Set problem A: Please write out the listing that comes after the passage word for word, leaving out the pictures.

---- Selected excerpt

In 1951, Zodhiates’ passion for radio was born when he realized the power of media to get the message of Christianity to the masses. Using his Greek background and knowledge of the Greek language as a springboard, Zodhiates took to the airwaves, teaching the New Testament in light of the original Greek meaning of the words used. Zodhiates’ program, New Testament Light, began on one station in rural Pennsylvania, and in its heyday was heard across the United States and Canada. As his career progressed, Zodhiates became a recognized authority on the Greek New Testament. His Bible teaching carried from radio into other media as well. In 1975, he launched Pulpit Helps Magazine, a monthly publication designed to provide pastors with insights from the original languages of the Bible, tips on sermon construction, illustrative stories to enhance Bible teaching, and news from Christian missions around the world. Pulpit Helps still serves thousands of readers in the United States and other English-speaking countries. New Testament Light was developed into a television show during the 1980s and was broadcast on numerous stations through the mid-1990s.

==Later life and death==
After suffering numerous health problems in the late 1990s, Zodhiates transitioned out of active work, though many of his commentary manuscripts are still being edited and published, and his radio and television recordings are being redistributed digitally. He died in Chattanooga on October 10, 2009.

--------
---- Data provided

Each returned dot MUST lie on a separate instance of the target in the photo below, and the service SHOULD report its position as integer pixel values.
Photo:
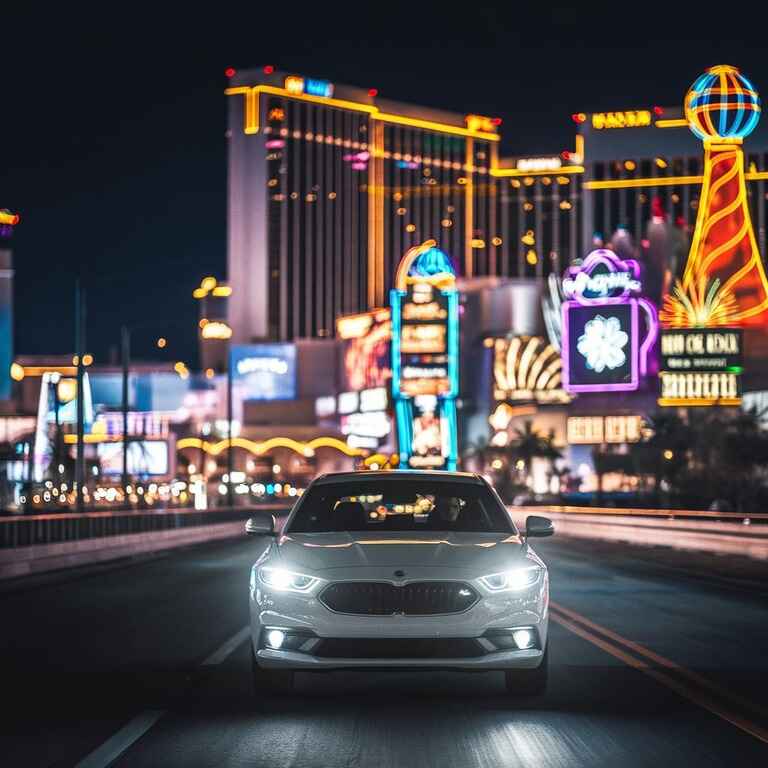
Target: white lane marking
(130, 733)
(115, 745)
(227, 648)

--------

Set problem B: For each statement, say yes or no according to the Zodhiates passage, and quote the words that decide it: (i) New Testament Light started on a single station in rural Pennsylvania. (ii) Pulpit Helps Magazine was launched in 1951. (iii) Zodhiates died in Chattanooga in 2009.

Full output A:
Each returned dot MUST lie on a separate instance of the target in the photo below, and the service SHOULD report its position as integer pixel values.
Photo:
Target: white lane marking
(130, 733)
(115, 745)
(227, 648)

Full output B:
(i) Yes: "began on one station in rural Pennsylvania"
(ii) No: "In 1975, he launched Pulpit Helps Magazine"
(iii) Yes: "He died in Chattanooga on October 10, 2009."